* YOUR ASSIGNMENT:
Decide whether each statement below agrees with the researcher profiles. Answer yes or no for each, and quote the words from the profiles that decide it.
1. Kazunori Akiyama earned his PhD in Astronomy from the University of Tokyo.
2. Kazunori Akiyama received the Breakthrough Prize in Fundamental Physics as its sole recipient.
3. Ander Biguri developed the TIGRE toolbox while at UCL.

* TEXT PASSAGE:

Kazunori Akiyama is a Research Scientist and principal investigator at the Massachusetts Institute of Technology (MIT) Haystack Observatory. He has held more than a decade of international leadership in black-hole imaging with the Event Horizon Telescope (EHT), developing advanced algorithms and high-performance software for data processing and computational imaging in radio interferometry. He leads the international EHT Collaboration as its Deputy Project Scientist and holds multiple leadership roles in designing antenna arrays and computing architectures for next-generation ground- and space-based extensions. His work has expanded to next-generation astronomy projects, including the Square Kilometre Array Observatory (headquartered in Manchester, UK) and AtLAST (with the UK Astronomy Technology Centre in Edinburgh as a leading partner), as well as to non-astronomy applications such as the international space-geodesy programme that underpins the terrestrial reference frame at millimetre precision for broad civilian and defence uses, including global sea-level monitoring. He earned his BSc in Physics from Hokkaido University in 2010, and his MSc and PhD in Astronomy from the University of Tokyo in 2012 and 2015, respectively. After his PhD, he moved to MIT as an Overseas Fellow of the Japan Society for the Promotion of Science (2015), later becoming a Jansky Fellow at the National Radio Astronomy Observatory (2017). He was appointed a Research Scientist at MIT in 2020 and has since served as a principal investigator. Dr Akiyama’s honours include the Young Astronomer Award from the Astronomical Society of Japan (2020), the Young Scientists’ Prize from Japan’s Ministry of Education, Culture, Sports, Science and Technology (2020), “20 Under 40: Young Shapers of the Future (Science & Technology)” by Encyclopedia Britannica (2021), the Frontiers of Science Award from the International Congress of Basic Science (2025) recognising an EHTC paper he co-led, and the Breakthrough Prize in Fundamental Physics (2019) as a co-recipient.
Ander Biguri graduated with his PhD at the University of Bath and CERN, where he worked on iterative reconstruction of CBCT data on GPUs for 4D radiation therapy imaging. Aside from his research output, he developed the TIGRE toolbox there, which led to a Research Fellow position at the University of Southampton's mu-Vis laboratory is now part of the National Facility for X-ray and Computed Tomography (NXCT). There, he further developed high-performance computing applications in inverse problems in tomography, together with research on shape-based regularization methods and applications.
Afterwards, he became a Research Associate at UCL's Institute of Nuclear Medicine (at UCL-Hospitals), where he researched Dynamic Whole Body Positron Emission Tomography. Since 2022, he has been part of the Cambridge Image Analysis (CIA) group at the University of Cambridge and was recently promoted to Assistant Research Professor, where he supervises research students and teaches courses on medical imaging and image analysis. His current main interests are data-driven inverse problem algorithms and their applications (or lack thereof) in real tomographic scanners.

* DATA EXTRACTS:
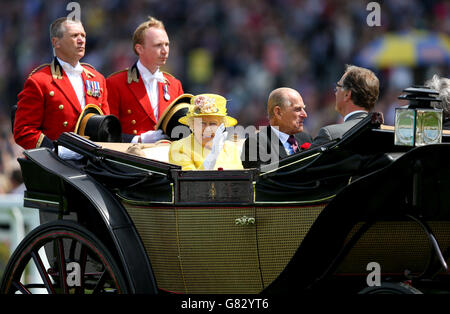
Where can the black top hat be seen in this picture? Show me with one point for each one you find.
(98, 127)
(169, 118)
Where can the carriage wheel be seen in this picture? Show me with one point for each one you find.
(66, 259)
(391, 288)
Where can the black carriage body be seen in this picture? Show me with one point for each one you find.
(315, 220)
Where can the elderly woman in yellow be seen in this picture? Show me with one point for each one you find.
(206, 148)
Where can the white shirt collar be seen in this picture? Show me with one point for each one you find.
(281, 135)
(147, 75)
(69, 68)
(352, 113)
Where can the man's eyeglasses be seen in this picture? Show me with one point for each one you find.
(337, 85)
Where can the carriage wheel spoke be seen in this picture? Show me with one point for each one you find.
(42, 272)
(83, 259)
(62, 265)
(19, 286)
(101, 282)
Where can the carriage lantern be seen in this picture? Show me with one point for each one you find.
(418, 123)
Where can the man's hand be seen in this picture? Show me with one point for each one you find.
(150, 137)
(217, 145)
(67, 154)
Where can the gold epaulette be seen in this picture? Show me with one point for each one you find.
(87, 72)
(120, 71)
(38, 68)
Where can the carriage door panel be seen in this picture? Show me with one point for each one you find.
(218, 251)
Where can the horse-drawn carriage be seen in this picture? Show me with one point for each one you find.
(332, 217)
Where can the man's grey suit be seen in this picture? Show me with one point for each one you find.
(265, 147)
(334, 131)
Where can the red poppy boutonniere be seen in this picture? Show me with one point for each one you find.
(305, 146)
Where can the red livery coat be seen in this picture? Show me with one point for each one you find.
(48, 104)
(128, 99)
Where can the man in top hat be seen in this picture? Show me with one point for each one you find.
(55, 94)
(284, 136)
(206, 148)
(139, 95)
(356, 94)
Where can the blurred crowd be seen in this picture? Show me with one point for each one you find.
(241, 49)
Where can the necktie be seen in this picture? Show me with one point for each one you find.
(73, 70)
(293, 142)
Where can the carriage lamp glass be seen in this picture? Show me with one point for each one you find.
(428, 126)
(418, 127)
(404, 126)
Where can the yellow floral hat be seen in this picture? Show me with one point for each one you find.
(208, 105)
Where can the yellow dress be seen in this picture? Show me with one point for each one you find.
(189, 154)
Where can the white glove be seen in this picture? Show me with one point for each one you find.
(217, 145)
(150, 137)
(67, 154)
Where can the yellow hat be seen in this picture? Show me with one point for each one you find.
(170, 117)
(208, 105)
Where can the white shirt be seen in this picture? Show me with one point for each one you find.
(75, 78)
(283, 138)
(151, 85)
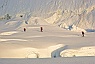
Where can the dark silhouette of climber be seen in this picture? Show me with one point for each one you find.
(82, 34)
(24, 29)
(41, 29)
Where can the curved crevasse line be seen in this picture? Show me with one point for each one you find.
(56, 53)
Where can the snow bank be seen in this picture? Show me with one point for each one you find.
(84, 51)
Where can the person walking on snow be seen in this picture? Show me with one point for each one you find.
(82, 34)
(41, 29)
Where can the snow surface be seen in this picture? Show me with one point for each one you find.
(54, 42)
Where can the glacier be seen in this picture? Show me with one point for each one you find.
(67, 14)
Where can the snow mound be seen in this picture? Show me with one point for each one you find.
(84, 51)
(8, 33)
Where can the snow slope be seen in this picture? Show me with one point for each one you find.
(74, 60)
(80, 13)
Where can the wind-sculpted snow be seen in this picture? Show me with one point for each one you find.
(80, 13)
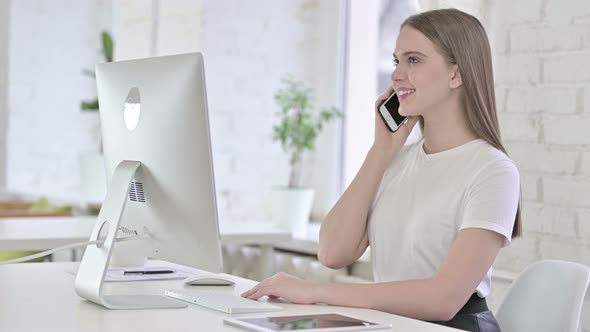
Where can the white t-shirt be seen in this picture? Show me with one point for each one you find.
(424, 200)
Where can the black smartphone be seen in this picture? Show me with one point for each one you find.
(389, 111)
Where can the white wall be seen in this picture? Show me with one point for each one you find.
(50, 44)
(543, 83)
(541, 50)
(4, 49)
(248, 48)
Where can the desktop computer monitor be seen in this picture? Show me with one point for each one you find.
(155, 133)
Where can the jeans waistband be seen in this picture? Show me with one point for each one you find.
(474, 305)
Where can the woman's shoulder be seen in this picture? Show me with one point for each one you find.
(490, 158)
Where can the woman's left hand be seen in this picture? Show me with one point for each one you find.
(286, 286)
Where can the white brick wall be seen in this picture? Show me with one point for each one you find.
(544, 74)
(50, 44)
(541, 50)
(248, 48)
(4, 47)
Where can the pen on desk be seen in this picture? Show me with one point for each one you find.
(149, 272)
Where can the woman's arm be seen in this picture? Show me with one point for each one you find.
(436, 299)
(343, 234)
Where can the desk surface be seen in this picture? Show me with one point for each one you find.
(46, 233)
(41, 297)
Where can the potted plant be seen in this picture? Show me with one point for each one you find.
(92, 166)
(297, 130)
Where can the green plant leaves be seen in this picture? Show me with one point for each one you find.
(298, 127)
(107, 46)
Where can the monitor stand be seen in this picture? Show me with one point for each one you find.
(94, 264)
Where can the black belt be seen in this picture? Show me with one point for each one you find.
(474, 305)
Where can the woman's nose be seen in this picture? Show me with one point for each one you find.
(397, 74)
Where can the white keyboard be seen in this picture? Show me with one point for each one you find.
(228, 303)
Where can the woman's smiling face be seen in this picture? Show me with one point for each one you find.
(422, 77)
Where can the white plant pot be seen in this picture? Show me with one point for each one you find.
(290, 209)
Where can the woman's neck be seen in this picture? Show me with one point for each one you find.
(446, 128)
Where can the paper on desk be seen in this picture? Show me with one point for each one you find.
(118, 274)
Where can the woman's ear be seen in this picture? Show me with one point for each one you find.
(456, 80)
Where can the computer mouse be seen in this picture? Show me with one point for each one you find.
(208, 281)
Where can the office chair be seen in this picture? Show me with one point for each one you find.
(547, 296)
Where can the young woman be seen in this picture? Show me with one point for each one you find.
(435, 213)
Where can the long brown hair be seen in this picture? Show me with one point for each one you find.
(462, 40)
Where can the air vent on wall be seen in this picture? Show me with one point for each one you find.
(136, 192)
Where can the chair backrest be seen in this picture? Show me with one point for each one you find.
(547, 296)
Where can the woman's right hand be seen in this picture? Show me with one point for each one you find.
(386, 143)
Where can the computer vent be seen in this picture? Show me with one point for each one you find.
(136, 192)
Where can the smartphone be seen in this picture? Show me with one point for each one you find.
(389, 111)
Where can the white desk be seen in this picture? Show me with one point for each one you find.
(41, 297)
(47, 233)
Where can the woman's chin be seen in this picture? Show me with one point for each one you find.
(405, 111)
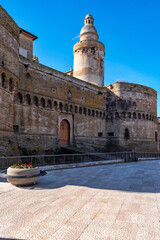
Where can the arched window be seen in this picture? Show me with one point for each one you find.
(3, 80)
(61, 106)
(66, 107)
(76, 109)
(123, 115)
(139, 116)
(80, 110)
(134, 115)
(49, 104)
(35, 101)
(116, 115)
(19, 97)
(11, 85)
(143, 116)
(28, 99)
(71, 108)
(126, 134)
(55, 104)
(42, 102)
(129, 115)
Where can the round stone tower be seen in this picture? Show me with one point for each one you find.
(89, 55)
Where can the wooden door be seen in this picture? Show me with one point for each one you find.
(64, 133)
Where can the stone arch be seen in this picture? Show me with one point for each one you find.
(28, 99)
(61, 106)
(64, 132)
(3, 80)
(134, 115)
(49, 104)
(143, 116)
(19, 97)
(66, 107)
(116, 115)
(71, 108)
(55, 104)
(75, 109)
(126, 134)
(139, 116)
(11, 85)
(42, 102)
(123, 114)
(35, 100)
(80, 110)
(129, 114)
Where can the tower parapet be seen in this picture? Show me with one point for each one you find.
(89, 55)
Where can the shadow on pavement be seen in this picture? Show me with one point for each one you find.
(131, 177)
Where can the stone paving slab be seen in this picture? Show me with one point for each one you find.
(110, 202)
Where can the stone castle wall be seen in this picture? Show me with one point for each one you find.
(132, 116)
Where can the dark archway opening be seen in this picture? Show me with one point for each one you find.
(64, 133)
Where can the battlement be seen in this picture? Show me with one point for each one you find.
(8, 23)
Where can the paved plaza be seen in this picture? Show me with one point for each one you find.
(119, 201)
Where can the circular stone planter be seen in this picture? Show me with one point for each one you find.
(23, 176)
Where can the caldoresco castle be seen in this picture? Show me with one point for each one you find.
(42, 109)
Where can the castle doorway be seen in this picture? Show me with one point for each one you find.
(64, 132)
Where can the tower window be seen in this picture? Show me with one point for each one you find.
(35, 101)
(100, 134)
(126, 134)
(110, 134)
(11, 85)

* * *

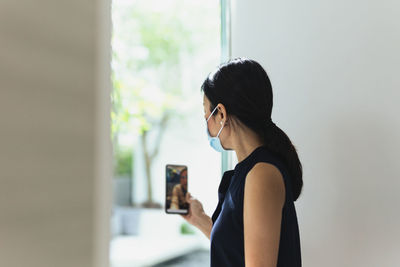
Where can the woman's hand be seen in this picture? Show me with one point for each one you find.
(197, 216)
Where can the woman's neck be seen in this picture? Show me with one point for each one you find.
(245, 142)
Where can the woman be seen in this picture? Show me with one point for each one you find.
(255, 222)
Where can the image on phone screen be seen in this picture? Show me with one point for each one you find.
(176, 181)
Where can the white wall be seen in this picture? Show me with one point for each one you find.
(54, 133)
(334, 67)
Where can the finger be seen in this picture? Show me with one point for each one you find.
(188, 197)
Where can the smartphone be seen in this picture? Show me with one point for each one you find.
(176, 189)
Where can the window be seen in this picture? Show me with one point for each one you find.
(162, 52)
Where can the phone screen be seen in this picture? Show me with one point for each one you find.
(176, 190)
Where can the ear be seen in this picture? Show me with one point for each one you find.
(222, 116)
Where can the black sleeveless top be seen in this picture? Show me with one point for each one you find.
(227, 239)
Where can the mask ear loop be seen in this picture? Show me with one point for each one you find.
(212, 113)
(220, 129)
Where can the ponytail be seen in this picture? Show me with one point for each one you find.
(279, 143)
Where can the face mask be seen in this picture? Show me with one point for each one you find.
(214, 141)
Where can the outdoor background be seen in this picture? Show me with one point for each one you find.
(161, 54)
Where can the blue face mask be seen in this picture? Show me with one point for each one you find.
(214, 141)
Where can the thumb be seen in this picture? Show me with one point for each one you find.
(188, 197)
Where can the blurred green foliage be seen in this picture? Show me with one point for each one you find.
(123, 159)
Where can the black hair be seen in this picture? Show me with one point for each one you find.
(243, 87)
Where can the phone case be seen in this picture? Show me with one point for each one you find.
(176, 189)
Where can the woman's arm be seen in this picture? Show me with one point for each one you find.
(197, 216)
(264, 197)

* ANSWER TO THIS EXERCISE:
1. Yes: "his MSc and PhD in Astronomy from the University of Tokyo in 2012 and 2015, respectively"
2. No: "the Breakthrough Prize in Fundamental Physics (2019) as a co-recipient"
3. No: "graduated with his PhD at the University of Bath and CERN" and "he developed the TIGRE toolbox there"